Good Question 9

Posted on February 14, 2016 by Lin McMullin

This is a good question that leads to other good questions, both mathematical and philosophical. A few days ago this question was posted on a private Facebook page for AP Calculus Readers. The problem and illustration were photographed from an un-cited textbook.

Player 1 runs to first base [from home plate] at a speed of 20 ft/s while player 2 runs from second base to third base a speed of 15 ft/s. Let s be the distance between the two players. How fast is s changing when player 1 is 30 feet from home plate and Player 2 is 60 feet from second base. [A figure was given showing that the distance between the bases is 90 feet.]

Some commenters indicated some possible inconsistencies in the question, such as assuming the Player 2 is on second base when Player 1 leaves home plate. In this case the numbers don’t make sense. So, someone suggested this must be a hit-and-run situation. To which someone else replied that with a lead of that much it’s really a stolen base situation. So, the first thing to be learned here is that even writing a simple problem like this you need to take some of the real aspects into consideration. But this doesn’t change the mathematical aspects of the problem.

One of the things I noticed before I attempted to work out the solution was that Player 2 is the same distance from third base as Player 1 is from home plate. I verbalized this as “players are directly across the field from each other.” I filed this away since it didn’t seem to matter much. Wrong!

Then I worked on the problem two ways. These are shown in the appendix at the end of this post. I discovered (twice) that s’ = 0; at the moment suggested in the question the distance is not changing.

Then it hit me. Doh! – I didn’t have to do all that. So, I posted this solution (which I now notice someone beat me to):

At the time described, the players are directly across the field from each other (90 feet apart). This is the closest they come. The distance between them has been decreasing and now starts to increase. So, at this instant s is not changing (s‘ = 0).

The Philosophical Question

Then the original poster asked for someone “to post [actual] work done in calculus” and “to see some related rates.” So, I posted some “calculus” and got to thinking – the philosophical question – isn’t my first answer calculus?

= Required task 1 =
Answer these questions about the baseball related-rates post.
(a) At what speed does Player 1 run toward first base?
(b) What value did the author find for s' at the moment described in the problem?
(c) How far apart are the two players at that moment?

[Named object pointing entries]
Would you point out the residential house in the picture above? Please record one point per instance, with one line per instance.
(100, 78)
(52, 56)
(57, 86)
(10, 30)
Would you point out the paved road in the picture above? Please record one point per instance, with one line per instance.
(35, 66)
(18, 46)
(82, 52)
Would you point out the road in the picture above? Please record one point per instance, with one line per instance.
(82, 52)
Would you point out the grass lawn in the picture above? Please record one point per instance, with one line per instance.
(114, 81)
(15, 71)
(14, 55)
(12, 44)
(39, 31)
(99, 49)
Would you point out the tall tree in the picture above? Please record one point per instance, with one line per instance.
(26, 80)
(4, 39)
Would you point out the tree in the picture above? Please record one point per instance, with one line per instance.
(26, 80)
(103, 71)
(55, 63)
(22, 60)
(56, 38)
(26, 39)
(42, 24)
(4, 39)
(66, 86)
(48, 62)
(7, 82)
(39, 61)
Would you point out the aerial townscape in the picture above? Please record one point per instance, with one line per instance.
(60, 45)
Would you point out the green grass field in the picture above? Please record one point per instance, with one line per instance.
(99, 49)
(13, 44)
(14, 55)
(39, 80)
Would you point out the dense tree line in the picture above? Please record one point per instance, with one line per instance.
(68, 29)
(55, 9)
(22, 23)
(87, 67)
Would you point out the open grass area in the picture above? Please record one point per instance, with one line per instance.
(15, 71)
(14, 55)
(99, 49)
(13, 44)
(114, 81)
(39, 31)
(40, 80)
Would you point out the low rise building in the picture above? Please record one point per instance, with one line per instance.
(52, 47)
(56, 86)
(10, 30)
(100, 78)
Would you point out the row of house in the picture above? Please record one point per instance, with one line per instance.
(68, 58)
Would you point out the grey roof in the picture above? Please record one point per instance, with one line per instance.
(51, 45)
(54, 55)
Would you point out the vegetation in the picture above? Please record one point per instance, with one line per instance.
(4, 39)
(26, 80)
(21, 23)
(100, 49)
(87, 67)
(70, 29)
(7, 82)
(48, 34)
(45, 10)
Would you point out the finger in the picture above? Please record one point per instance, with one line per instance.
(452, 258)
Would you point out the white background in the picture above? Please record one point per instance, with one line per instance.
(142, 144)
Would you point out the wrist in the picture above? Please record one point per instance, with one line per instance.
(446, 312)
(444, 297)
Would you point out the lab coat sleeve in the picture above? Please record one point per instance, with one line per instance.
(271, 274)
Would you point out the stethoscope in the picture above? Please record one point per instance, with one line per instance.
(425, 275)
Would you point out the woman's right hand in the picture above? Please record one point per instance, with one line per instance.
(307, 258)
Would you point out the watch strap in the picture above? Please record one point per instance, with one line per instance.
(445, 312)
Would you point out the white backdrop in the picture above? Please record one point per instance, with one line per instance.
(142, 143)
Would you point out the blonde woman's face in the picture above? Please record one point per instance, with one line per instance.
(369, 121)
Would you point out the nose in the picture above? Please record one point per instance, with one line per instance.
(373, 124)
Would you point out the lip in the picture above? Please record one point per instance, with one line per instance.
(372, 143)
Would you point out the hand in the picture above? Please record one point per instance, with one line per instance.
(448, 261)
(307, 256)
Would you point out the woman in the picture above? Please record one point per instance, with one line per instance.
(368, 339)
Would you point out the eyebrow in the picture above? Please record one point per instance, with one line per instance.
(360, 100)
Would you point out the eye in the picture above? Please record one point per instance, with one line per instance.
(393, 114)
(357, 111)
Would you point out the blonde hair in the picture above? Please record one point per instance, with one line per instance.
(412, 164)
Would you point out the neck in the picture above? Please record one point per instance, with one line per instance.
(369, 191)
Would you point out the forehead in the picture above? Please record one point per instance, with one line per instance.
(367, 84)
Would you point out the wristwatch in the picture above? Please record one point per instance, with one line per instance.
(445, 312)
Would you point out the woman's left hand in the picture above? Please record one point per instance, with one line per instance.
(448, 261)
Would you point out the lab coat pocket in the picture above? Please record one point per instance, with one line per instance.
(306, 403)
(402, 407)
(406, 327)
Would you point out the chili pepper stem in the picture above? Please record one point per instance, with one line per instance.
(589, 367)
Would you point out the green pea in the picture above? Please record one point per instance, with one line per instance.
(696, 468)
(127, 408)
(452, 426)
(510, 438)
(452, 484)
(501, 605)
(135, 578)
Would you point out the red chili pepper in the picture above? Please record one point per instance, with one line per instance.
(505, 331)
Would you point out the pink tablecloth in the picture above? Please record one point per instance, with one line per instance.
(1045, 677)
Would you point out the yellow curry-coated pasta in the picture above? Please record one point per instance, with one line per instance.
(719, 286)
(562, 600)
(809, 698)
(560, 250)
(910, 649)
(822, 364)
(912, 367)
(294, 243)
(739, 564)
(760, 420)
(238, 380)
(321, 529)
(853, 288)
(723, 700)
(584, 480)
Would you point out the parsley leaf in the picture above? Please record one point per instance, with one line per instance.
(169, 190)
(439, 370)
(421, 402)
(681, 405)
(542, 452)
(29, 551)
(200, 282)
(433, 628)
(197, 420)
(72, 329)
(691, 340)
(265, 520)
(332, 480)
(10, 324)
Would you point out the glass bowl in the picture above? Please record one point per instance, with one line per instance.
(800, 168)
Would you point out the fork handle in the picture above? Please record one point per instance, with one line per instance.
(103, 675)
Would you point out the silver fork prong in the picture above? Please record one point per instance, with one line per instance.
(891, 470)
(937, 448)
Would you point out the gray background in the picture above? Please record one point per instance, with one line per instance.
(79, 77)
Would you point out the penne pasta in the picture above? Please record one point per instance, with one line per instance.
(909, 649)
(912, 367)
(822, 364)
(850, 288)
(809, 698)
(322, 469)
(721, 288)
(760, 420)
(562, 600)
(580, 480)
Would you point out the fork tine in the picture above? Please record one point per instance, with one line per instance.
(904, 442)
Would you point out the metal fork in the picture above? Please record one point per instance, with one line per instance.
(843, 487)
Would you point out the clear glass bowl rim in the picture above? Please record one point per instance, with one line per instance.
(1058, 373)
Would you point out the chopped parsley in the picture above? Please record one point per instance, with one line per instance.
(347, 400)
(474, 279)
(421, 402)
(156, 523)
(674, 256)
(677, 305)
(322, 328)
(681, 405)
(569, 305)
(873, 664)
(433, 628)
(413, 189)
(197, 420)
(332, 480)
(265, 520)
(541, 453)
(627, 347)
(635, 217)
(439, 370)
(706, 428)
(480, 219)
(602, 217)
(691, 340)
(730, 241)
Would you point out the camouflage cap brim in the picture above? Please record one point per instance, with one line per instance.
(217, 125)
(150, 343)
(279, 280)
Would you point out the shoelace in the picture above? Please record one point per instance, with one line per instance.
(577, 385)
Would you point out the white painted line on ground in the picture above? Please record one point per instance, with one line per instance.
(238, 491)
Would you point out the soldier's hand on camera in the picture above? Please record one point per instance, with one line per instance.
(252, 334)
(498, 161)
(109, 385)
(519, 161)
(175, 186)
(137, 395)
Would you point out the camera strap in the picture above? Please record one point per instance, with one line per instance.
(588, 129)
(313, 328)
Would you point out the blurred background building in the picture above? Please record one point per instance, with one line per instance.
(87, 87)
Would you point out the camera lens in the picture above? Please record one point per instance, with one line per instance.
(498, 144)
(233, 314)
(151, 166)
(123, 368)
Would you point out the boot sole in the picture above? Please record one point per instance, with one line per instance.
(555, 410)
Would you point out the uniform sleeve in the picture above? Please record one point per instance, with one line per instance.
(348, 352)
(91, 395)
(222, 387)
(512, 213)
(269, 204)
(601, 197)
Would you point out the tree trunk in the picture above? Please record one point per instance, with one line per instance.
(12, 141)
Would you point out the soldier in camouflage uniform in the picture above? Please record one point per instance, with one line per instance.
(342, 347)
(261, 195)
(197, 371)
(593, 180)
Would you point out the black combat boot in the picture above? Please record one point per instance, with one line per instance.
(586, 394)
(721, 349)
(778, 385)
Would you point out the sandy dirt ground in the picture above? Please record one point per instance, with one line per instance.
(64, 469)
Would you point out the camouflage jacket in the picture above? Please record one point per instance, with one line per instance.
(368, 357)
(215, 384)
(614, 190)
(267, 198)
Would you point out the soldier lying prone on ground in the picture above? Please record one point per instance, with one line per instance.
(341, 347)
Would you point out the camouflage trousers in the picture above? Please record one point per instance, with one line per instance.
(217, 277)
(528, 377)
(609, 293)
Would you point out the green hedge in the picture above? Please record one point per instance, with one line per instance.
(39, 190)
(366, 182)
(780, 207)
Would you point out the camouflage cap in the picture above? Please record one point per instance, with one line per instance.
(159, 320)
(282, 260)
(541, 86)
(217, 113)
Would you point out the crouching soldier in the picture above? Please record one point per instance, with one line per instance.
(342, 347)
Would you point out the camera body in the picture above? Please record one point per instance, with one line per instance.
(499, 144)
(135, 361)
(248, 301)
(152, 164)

= Required task 2 =
Count the lines of the records that contain the string "camouflage". Give only the number.

= Exercise solution 1 =
(a) 20 ft/s
(b) s' = 0
(c) 90 feet

= Exercise solution 2 =
5